**What you are asked to do**
Reproduce the lines from the one containing "Target: brown wooden twig" through the end of the records, inclusive, keeping the requests unchanged and offsetting every coordinate in the answers by 129.

Start Data entries

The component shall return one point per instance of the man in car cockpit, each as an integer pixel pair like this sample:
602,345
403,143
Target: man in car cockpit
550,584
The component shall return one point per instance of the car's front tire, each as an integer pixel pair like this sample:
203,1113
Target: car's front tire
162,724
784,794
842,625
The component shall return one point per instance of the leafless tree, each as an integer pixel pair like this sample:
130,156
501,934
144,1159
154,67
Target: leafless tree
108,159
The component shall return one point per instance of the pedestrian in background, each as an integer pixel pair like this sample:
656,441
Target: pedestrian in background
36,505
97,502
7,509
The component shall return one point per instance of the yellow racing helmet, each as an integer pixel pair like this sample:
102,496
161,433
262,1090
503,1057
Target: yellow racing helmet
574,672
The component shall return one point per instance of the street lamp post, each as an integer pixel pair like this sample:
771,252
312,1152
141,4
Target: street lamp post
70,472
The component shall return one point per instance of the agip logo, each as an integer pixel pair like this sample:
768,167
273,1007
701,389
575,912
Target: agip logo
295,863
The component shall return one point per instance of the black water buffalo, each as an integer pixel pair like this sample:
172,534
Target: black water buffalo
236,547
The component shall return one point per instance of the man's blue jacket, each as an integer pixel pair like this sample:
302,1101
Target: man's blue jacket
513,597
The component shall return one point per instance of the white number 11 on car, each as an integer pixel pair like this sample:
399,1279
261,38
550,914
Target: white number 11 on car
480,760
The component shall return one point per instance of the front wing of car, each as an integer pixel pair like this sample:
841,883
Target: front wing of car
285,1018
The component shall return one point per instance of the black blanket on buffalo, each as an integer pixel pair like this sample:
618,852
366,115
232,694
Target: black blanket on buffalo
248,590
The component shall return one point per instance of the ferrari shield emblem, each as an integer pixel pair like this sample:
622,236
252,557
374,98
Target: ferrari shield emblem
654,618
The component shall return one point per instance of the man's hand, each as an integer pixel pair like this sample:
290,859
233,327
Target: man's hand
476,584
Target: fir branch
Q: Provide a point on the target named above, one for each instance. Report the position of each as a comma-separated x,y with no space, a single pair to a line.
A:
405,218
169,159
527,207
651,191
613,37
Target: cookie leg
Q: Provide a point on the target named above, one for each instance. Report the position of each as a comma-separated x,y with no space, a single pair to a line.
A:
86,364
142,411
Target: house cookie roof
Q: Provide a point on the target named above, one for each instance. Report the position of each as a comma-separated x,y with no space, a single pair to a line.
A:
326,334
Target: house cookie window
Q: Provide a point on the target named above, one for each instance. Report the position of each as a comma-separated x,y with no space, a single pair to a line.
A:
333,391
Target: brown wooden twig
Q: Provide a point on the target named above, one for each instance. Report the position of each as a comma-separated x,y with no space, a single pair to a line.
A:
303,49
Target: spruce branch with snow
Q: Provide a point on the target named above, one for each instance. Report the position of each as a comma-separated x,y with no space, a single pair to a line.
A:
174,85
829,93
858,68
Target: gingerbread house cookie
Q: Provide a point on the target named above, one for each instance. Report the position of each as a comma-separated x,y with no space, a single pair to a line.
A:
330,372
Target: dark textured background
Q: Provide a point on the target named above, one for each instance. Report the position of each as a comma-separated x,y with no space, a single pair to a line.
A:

End Data entries

**Exercise solution**
Target: brown wooden twig
Q: Provide a point on the target named above, one for each instance. Report the position of each as a comma-separated x,y with no space, a single pair to a line.
A:
432,178
Target: spruce branch with snow
Q: Provide a point on the target named above, one for each instance. Report the position of each as a comma-separated x,y with no space, a single pair to a line.
A:
303,214
958,222
987,197
Target: gingerbread house cookie
Q: Provide a point on the target named above, one for each instance. Report the position of each as a comma-separated x,y with no space, a single pair to a line.
A:
459,501
Target: dark textured background
Q: Provide a point on the target named above, one for each instance. Report the position of each as a comma-separated x,y with no space, a single pair to a line.
A:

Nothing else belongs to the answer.